*Given problem*
Could you repeat everything in the listing from the line containing "Provide one point per instance of the girl's hand, each" down through the end of the listing, replacing "pink dress" with "pink outfit" and leaving all else as it is?

Location identification entries:
+ + + +

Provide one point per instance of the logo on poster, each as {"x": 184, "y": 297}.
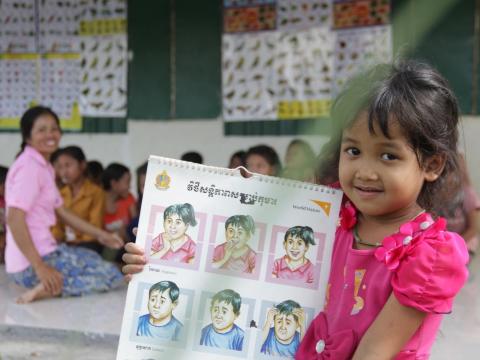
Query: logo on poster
{"x": 162, "y": 181}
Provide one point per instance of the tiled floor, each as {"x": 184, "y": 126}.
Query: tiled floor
{"x": 459, "y": 338}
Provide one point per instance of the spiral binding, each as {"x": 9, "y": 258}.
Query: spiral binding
{"x": 236, "y": 172}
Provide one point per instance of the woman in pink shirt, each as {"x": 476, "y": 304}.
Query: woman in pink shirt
{"x": 33, "y": 257}
{"x": 174, "y": 244}
{"x": 295, "y": 265}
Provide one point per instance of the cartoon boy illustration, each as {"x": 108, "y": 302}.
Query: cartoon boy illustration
{"x": 174, "y": 244}
{"x": 160, "y": 322}
{"x": 235, "y": 254}
{"x": 283, "y": 329}
{"x": 223, "y": 332}
{"x": 295, "y": 265}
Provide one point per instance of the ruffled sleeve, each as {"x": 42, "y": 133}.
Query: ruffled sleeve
{"x": 428, "y": 264}
{"x": 318, "y": 344}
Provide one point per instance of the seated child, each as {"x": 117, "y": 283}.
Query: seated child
{"x": 81, "y": 196}
{"x": 174, "y": 244}
{"x": 3, "y": 177}
{"x": 235, "y": 254}
{"x": 280, "y": 330}
{"x": 294, "y": 265}
{"x": 160, "y": 322}
{"x": 223, "y": 332}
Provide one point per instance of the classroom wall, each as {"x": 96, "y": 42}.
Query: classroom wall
{"x": 172, "y": 138}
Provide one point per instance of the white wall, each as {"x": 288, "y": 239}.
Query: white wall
{"x": 172, "y": 138}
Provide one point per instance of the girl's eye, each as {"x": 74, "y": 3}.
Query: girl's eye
{"x": 352, "y": 151}
{"x": 388, "y": 156}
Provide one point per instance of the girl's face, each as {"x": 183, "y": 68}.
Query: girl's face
{"x": 69, "y": 170}
{"x": 160, "y": 306}
{"x": 174, "y": 226}
{"x": 258, "y": 164}
{"x": 237, "y": 235}
{"x": 381, "y": 175}
{"x": 45, "y": 135}
{"x": 122, "y": 185}
{"x": 295, "y": 247}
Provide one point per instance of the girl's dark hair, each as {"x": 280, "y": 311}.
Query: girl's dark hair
{"x": 28, "y": 120}
{"x": 185, "y": 211}
{"x": 268, "y": 153}
{"x": 95, "y": 171}
{"x": 113, "y": 171}
{"x": 74, "y": 152}
{"x": 419, "y": 99}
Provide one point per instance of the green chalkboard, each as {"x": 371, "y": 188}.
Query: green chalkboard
{"x": 197, "y": 57}
{"x": 149, "y": 67}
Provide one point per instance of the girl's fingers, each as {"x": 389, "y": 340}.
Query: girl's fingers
{"x": 132, "y": 269}
{"x": 133, "y": 259}
{"x": 133, "y": 248}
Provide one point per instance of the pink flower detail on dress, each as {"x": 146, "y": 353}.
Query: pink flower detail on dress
{"x": 401, "y": 244}
{"x": 348, "y": 216}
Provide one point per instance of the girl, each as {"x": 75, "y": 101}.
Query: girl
{"x": 295, "y": 265}
{"x": 174, "y": 244}
{"x": 263, "y": 159}
{"x": 395, "y": 270}
{"x": 235, "y": 254}
{"x": 33, "y": 258}
{"x": 80, "y": 195}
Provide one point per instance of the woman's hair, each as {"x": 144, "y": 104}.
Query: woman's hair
{"x": 113, "y": 171}
{"x": 244, "y": 221}
{"x": 269, "y": 154}
{"x": 185, "y": 211}
{"x": 419, "y": 99}
{"x": 28, "y": 120}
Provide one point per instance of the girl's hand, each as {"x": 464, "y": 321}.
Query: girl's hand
{"x": 111, "y": 240}
{"x": 134, "y": 259}
{"x": 50, "y": 278}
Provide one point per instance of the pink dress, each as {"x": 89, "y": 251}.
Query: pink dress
{"x": 245, "y": 263}
{"x": 303, "y": 273}
{"x": 423, "y": 265}
{"x": 184, "y": 254}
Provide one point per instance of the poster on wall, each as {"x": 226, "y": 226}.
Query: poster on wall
{"x": 69, "y": 55}
{"x": 293, "y": 68}
{"x": 228, "y": 260}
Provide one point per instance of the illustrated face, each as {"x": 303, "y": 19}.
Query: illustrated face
{"x": 285, "y": 327}
{"x": 222, "y": 315}
{"x": 380, "y": 175}
{"x": 258, "y": 164}
{"x": 295, "y": 247}
{"x": 238, "y": 235}
{"x": 45, "y": 135}
{"x": 174, "y": 226}
{"x": 160, "y": 306}
{"x": 69, "y": 169}
{"x": 122, "y": 185}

+ + + +

*Task response*
Provide one point per instance of the girl's hand, each as {"x": 464, "y": 321}.
Query: girl's hand
{"x": 111, "y": 240}
{"x": 134, "y": 259}
{"x": 50, "y": 278}
Provide one point per instance of the pink outfit, each as {"x": 89, "y": 251}.
Query: pink outfit
{"x": 245, "y": 263}
{"x": 303, "y": 273}
{"x": 423, "y": 265}
{"x": 184, "y": 254}
Provide one point per instance of the poster on wall, each as {"x": 226, "y": 226}.
Query: poster on wall
{"x": 69, "y": 55}
{"x": 293, "y": 68}
{"x": 228, "y": 260}
Provide one point per instance of the illustrated face, each as {"x": 303, "y": 19}.
Query: illustrated face
{"x": 285, "y": 327}
{"x": 222, "y": 315}
{"x": 380, "y": 175}
{"x": 258, "y": 164}
{"x": 295, "y": 247}
{"x": 238, "y": 235}
{"x": 45, "y": 135}
{"x": 174, "y": 226}
{"x": 160, "y": 306}
{"x": 69, "y": 169}
{"x": 122, "y": 185}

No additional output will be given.